■ What this task involves
Reproduce the following data verbatim, line for line.

──────── Extracted entries

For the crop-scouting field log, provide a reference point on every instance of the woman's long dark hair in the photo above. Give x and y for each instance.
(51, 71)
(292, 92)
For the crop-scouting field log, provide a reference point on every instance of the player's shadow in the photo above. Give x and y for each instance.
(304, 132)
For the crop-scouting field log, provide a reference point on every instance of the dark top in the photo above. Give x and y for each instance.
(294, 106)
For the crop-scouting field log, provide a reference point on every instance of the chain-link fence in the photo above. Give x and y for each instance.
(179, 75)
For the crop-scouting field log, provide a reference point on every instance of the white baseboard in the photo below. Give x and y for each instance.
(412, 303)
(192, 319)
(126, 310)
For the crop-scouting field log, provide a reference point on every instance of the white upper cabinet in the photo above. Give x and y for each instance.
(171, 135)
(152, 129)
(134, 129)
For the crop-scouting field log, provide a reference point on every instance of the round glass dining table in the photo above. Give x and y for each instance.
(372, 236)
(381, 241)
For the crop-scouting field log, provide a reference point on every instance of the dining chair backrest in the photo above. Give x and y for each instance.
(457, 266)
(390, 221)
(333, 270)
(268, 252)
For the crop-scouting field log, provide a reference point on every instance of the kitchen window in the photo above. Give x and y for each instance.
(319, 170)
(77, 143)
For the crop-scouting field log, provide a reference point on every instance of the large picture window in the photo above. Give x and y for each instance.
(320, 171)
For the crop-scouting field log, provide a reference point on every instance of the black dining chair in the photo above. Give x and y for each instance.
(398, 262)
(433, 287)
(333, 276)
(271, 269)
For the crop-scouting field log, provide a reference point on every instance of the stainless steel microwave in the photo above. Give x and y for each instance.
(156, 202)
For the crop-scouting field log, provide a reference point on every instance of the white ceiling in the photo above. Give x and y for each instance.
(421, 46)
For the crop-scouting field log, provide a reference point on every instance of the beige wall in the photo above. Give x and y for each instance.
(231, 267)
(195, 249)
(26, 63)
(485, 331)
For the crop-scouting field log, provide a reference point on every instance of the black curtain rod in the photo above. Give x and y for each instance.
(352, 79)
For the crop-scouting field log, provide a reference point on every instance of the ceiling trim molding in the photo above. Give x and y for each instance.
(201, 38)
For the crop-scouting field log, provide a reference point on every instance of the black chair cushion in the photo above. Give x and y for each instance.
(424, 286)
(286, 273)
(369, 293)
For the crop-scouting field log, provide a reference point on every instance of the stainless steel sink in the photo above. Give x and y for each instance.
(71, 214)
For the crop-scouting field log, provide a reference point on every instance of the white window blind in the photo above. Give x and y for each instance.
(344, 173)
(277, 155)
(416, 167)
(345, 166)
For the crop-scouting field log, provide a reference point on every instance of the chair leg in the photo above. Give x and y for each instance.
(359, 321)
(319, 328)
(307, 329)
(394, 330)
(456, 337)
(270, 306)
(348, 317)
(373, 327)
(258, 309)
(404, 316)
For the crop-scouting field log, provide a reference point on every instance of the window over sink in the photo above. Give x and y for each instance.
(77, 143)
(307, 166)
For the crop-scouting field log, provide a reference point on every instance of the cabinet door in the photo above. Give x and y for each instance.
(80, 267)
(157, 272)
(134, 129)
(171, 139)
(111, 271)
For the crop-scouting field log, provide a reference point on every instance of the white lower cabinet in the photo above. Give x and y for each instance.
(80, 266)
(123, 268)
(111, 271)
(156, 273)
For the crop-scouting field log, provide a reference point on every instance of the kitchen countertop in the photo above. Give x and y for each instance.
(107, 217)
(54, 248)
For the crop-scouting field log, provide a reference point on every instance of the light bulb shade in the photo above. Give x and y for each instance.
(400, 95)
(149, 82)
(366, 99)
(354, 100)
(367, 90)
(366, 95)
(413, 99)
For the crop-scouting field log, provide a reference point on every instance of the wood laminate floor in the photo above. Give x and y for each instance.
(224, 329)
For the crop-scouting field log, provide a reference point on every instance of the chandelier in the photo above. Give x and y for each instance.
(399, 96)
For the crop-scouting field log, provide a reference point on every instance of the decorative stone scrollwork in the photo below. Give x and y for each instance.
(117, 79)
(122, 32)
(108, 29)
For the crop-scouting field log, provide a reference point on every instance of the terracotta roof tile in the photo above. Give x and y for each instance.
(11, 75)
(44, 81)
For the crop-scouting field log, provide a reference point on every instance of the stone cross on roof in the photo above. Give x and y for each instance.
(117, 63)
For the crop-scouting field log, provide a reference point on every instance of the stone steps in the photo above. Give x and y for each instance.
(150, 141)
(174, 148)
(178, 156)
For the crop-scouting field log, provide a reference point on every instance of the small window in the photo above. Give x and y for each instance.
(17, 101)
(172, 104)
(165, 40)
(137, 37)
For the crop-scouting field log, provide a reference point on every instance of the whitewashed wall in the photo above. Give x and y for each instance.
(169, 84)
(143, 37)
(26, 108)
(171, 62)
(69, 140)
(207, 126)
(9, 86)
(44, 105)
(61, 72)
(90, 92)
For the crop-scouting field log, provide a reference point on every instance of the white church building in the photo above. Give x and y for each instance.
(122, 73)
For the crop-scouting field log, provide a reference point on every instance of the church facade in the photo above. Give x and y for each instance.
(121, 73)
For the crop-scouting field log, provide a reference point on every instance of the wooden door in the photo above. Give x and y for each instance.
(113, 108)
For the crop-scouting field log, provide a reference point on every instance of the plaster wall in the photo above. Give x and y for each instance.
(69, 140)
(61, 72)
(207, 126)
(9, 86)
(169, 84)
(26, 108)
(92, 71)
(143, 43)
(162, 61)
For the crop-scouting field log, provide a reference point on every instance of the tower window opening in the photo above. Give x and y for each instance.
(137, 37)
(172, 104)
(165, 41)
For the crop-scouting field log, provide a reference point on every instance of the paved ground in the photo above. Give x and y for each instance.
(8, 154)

────────────────

■ Solution
For the crop-scouting field log, provide a reference point on every instance of the woman's long dark hair in the photo above. Give x and y for each instance.
(51, 71)
(292, 92)
For the crop-scouting field log, provide a reference point on every instance of the player's shadow in the photo above. Give x and y for each instance.
(304, 132)
For the crop-scouting field log, provide a reference point on every instance of the dark top in the photo above. Give x and y for each instance.
(294, 106)
For the crop-scouting field log, provide a reference point on every instance of the chain-link fence in the photo above. Give x and y for each instance.
(179, 75)
For the crop-scouting field log, provide a reference point on every instance of the white baseboard in the photo below. Give x and y for each instance.
(412, 303)
(192, 319)
(126, 310)
For the crop-scouting field log, provide a reference point on every instance of the white upper cabinet in the photo above. Give x and y for each instance.
(171, 135)
(152, 129)
(134, 129)
For the crop-scouting field log, provide a reference point on every instance of the round glass dining table in the photo above. Give x and y for each instance.
(372, 236)
(381, 241)
For the crop-scouting field log, provide a reference point on every instance of the dining chair backrest in the photo above. Give x and y for each instance.
(457, 266)
(390, 221)
(333, 270)
(268, 252)
For the crop-scouting field log, provide a reference point on every instance of the kitchen window in the photo above. Give x and y for each instance.
(319, 170)
(77, 143)
For the crop-scouting field log, provide a reference point on every instance of the large picture window in the photo above. Give x and y for each instance.
(320, 171)
For the crop-scouting field log, provide a reference point on every instance of the black dining chair in the photo above. Give x and y for each instance.
(398, 262)
(433, 287)
(333, 276)
(271, 269)
For the crop-scouting field log, provide a reference point on every instance of the stainless steel microwave in the photo above. Give x and y for each instance.
(156, 202)
For the crop-scouting field log, provide a reference point on every instance of the white ceiling in the photo above. Give x and y for each instance.
(421, 46)
For the crop-scouting field log, provide a reference point on every instance of the beige wall in the photo above. Give x and y for each instance.
(231, 267)
(195, 249)
(26, 63)
(485, 331)
For the crop-scouting field log, provide a reference point on every instance of the black curtain rod in the photo above. Give x and y for each instance.
(352, 79)
For the crop-scouting field log, provide a reference point on every instance of the ceiling trim molding in the photo above. Give x and y for each instance.
(201, 38)
For the crop-scouting field log, provide a reference point on every instance of the black chair cushion in the photo above. Give x and y for each instance.
(424, 286)
(286, 273)
(369, 293)
For the crop-scouting field log, provide a reference point on every instance of the stainless steel sink in the photo above. Give x and y for each instance.
(71, 214)
For the crop-scouting field log, provide a reference point on every instance of the white window blind in the photo above. Give x and y for each instance.
(344, 173)
(277, 155)
(416, 167)
(345, 166)
For the crop-scouting field log, provide a reference point on every instance of the chair leg in the photo above. Give x and y for each instance.
(359, 321)
(319, 328)
(307, 329)
(394, 330)
(456, 337)
(270, 306)
(348, 317)
(373, 327)
(258, 309)
(404, 316)
For the crop-scouting field log, provide a reference point on every instance of the window over sink in the photo above. Give x and y for each instance.
(77, 143)
(307, 166)
For the crop-scouting field log, provide a reference point on every instance of the cabinet door in the photo above. Give x and y for each instance.
(80, 267)
(157, 272)
(134, 129)
(171, 139)
(111, 271)
For the crop-scouting field log, provide a reference point on every instance of the white lower cabinet in the photo above. Give x and y for each instance.
(80, 266)
(123, 268)
(111, 271)
(156, 273)
For the crop-scouting field log, provide a reference point on every instance of the kitchen countertop in the photo above. Give x and y for each instance.
(107, 217)
(54, 248)
For the crop-scouting field log, provide a reference point on every instance of the light bulb shade in the photo above. Give x and y for each instance.
(400, 95)
(149, 82)
(366, 99)
(354, 100)
(367, 90)
(366, 95)
(413, 99)
For the crop-scouting field log, provide a reference point on every instance of the wood laminate floor in the photo above. Give x and y for each instance.
(224, 329)
For the crop-scouting field log, provide a reference point on every instance of the chandelier in the photo above. Give x and y for each instance.
(399, 96)
For the crop-scouting field log, provide a reference point on every instance of the decorative stone scrollwork in the photo below. Give x and y for each instance.
(117, 79)
(122, 32)
(108, 29)
For the crop-scouting field log, provide a reference point on every instance of the terracotta roof tile in the photo above. Give x and y for each instance.
(11, 75)
(44, 81)
For the crop-scouting field log, provide a reference point on every instance of the stone cross on roof in the photo above. Give x and y for each instance.
(117, 63)
For the crop-scouting field log, provide a reference point on every instance of the stone steps in the photo above. Give x and y for each instance.
(150, 141)
(174, 148)
(178, 156)
For the crop-scouting field log, provide a reference point on every instance of the small window in the photo above. Give x and y for each instance.
(17, 101)
(172, 104)
(165, 40)
(137, 37)
For the crop-scouting field log, provide a reference point on every instance of the whitewashed wall in the photo above. Give x and y for each instance.
(169, 84)
(143, 37)
(26, 108)
(171, 62)
(69, 140)
(207, 126)
(9, 86)
(44, 105)
(61, 72)
(90, 92)
For the crop-scouting field log, provide a reference point on every instance of the white church building in the photo above. Give x and y for each instance.
(122, 73)
For the crop-scouting field log, provide a reference point on every instance of the church facade in the photo above. Give x and y for each instance.
(121, 73)
For the crop-scouting field log, provide a reference point on every instance of the wooden door in the photo above. Give x and y for each instance.
(113, 108)
For the crop-scouting field log, provide a reference point on every instance of the plaster wall in the photo above. Give x and y for each instance.
(69, 140)
(61, 72)
(207, 126)
(9, 86)
(169, 84)
(26, 108)
(92, 71)
(143, 43)
(162, 61)
For the crop-scouting field log, provide a reference point on every instance of the tower window opening in the photo above. Give x and y for each instance.
(137, 37)
(172, 104)
(165, 41)
For the crop-scouting field log, provide a reference point on every instance of the paved ground in the photo above. Give x and y for each instance.
(8, 154)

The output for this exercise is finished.